Can you quote the lines below exactly, starting at the line with "Target: green fabric patch" and going through the last one?

= = =

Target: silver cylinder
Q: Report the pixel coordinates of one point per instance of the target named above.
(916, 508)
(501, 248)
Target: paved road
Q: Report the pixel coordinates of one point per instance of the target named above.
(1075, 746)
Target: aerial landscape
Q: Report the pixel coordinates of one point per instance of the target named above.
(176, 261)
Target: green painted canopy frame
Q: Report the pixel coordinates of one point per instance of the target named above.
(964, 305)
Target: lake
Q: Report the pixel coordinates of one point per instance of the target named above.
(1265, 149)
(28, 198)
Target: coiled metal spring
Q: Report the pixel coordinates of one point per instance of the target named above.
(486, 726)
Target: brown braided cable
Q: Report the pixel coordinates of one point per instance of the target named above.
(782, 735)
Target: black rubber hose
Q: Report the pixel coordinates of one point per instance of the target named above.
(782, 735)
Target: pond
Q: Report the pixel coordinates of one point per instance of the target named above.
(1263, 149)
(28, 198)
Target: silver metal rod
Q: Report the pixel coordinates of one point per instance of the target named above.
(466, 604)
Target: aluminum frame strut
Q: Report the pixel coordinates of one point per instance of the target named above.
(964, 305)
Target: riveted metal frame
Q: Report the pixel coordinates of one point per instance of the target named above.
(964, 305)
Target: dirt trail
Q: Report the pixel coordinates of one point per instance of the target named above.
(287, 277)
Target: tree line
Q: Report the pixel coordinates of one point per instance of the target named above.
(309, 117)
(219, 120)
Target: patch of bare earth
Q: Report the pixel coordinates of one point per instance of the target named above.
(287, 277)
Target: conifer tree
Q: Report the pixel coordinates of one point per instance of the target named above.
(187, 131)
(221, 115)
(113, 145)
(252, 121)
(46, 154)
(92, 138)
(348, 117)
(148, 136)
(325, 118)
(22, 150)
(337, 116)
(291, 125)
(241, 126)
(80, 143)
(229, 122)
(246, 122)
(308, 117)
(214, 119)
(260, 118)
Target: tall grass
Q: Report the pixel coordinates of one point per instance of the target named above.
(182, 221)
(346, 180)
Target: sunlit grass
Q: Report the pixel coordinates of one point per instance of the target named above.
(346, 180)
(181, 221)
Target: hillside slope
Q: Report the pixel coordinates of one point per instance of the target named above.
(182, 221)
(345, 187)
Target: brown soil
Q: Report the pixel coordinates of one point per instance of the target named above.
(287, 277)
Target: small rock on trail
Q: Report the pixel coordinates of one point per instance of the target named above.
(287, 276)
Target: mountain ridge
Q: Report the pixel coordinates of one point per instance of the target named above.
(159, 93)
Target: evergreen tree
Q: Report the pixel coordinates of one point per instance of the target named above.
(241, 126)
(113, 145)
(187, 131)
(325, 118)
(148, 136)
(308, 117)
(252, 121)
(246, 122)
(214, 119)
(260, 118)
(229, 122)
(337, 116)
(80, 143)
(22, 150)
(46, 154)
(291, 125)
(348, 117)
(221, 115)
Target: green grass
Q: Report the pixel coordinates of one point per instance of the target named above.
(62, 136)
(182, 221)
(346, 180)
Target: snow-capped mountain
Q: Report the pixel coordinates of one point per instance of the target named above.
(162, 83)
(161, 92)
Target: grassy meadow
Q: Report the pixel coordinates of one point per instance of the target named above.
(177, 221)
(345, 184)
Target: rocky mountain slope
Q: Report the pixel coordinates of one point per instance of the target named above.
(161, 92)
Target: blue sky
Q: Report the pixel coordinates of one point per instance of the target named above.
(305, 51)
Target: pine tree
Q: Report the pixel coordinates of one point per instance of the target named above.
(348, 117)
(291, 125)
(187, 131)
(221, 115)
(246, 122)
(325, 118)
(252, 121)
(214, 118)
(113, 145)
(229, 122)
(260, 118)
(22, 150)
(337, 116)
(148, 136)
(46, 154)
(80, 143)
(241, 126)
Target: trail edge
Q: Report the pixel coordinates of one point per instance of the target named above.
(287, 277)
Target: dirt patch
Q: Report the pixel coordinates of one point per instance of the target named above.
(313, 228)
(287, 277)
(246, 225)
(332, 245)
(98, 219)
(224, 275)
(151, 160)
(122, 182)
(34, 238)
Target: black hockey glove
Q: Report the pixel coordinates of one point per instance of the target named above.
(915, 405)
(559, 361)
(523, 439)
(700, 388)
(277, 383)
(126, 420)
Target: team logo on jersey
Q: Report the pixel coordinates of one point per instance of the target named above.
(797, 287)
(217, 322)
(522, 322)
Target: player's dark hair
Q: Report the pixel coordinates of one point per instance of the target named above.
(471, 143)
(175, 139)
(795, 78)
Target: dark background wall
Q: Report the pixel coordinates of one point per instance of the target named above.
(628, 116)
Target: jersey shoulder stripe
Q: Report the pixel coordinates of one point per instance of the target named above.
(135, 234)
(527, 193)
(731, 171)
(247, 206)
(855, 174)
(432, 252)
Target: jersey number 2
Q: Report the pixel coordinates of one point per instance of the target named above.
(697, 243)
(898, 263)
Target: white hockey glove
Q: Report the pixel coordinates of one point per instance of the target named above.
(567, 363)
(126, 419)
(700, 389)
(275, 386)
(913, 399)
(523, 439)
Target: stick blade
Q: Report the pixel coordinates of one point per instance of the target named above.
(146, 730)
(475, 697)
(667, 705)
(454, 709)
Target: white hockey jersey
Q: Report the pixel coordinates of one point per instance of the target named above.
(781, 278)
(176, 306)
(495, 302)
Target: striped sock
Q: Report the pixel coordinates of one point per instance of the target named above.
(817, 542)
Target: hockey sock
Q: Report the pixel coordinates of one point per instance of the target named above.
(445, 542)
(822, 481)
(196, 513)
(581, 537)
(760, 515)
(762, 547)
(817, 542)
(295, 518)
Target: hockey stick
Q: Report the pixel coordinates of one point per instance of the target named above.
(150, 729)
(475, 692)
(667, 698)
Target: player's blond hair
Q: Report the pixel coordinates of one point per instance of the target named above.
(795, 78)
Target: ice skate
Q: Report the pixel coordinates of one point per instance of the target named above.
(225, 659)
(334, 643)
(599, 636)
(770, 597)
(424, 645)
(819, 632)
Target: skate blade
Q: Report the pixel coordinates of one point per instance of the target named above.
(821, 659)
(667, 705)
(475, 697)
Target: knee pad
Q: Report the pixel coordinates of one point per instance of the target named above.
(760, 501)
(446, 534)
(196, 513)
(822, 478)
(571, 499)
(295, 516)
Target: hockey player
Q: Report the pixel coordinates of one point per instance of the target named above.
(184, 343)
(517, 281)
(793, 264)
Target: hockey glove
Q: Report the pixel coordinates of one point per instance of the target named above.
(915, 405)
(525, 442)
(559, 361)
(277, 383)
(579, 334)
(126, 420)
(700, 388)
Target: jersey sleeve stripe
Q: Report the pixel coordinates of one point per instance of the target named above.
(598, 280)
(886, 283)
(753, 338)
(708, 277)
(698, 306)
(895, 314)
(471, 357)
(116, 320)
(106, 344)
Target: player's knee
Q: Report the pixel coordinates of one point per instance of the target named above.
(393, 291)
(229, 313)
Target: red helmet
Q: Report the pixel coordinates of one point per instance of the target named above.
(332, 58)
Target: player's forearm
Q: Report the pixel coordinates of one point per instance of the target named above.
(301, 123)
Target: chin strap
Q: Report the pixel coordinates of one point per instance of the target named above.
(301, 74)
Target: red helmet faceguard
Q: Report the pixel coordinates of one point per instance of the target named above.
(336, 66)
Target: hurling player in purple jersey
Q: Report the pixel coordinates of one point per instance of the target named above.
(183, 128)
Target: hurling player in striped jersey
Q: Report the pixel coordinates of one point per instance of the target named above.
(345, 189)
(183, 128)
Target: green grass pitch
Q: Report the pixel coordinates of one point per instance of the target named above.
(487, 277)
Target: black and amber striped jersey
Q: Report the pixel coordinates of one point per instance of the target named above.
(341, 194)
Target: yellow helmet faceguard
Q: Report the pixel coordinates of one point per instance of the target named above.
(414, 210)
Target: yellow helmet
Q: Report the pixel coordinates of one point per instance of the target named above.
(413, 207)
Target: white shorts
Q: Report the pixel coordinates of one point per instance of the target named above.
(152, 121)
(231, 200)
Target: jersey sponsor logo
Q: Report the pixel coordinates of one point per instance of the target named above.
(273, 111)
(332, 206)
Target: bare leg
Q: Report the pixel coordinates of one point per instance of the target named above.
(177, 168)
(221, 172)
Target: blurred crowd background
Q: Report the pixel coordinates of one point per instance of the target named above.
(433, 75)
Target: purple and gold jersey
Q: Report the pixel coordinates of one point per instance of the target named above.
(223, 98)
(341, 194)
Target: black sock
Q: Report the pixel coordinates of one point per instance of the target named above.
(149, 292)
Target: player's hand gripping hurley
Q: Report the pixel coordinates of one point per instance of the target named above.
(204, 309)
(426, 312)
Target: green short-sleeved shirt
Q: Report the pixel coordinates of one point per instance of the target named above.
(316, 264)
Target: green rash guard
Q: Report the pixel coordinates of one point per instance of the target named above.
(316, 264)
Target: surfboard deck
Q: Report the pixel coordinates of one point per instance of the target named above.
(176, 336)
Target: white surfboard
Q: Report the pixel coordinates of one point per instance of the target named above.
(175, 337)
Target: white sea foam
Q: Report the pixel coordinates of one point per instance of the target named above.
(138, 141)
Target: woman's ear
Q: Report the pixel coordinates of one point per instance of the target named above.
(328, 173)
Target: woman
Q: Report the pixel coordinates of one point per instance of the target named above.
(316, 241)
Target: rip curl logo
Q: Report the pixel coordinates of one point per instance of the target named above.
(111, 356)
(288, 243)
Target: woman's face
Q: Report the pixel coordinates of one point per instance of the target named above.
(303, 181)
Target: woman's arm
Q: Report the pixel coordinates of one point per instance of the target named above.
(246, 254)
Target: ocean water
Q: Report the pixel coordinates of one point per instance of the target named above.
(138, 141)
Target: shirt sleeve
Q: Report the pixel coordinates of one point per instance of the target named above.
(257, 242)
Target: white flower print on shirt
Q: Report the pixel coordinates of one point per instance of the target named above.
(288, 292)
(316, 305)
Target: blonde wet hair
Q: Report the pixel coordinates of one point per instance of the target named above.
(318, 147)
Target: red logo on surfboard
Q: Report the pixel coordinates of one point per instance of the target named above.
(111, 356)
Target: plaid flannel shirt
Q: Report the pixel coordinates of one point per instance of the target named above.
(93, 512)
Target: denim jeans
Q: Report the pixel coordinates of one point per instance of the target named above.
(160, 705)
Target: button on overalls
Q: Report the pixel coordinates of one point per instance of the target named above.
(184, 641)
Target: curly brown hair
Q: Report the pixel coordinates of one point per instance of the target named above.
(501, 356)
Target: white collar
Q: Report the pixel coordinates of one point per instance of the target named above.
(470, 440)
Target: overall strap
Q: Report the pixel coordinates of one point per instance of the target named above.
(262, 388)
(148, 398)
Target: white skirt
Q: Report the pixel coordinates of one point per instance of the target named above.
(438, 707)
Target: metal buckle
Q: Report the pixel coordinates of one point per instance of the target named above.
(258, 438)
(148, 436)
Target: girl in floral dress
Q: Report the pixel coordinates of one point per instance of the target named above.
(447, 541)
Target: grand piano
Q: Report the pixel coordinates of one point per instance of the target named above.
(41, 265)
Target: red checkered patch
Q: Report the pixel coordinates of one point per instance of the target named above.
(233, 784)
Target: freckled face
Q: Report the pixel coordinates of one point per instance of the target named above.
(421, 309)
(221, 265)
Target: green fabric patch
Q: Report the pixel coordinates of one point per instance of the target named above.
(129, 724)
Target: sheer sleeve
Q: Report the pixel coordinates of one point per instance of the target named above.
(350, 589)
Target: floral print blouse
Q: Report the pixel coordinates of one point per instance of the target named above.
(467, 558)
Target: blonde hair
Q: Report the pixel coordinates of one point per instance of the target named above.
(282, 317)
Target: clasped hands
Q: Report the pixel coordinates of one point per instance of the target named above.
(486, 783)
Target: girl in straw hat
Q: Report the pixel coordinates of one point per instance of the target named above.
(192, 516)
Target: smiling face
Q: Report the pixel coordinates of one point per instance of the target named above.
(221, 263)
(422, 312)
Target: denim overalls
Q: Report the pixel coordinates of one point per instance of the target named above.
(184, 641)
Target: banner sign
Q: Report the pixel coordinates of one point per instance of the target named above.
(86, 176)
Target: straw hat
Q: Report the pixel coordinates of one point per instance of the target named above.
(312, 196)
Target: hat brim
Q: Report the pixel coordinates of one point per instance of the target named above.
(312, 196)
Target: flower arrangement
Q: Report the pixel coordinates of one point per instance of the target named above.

= = =

## Task output
Target: green fabric patch
Q: Report the pixel coordinates of one point per instance of the target named above.
(129, 724)
Target: sheer sleeve
Q: Report the pixel coordinates of one point per instance of the target named above.
(350, 589)
Target: floral print blouse
Q: Report the pixel coordinates of one point per instance of the target named above.
(467, 558)
Target: blonde hair
Q: Report the pixel coordinates of one point per instance of the target named above.
(282, 317)
Target: clasped hands
Q: Report the pixel coordinates of one point per instance of the target named above.
(486, 783)
Target: girl in straw hat
Q: Report the pixel coordinates of one point per instance of the target named above.
(192, 516)
Target: smiling face
Q: Report the pixel coordinates of one point per instance of the target named above.
(221, 263)
(422, 312)
Target: denim overalls
Q: Report the pixel coordinates of one point per instance of the target named above.
(184, 641)
Target: banner sign
Q: Report the pixel coordinates of one point per instance of the target named above.
(86, 176)
Target: straw hat
Q: Report the pixel coordinates of one point per instance of the target named above.
(312, 196)
Target: hat brim
Q: Report the pixel coordinates of one point per instance of the target named above.
(312, 196)
Target: flower arrangement
Q: Report the pixel coordinates of one point per instance of the target named above.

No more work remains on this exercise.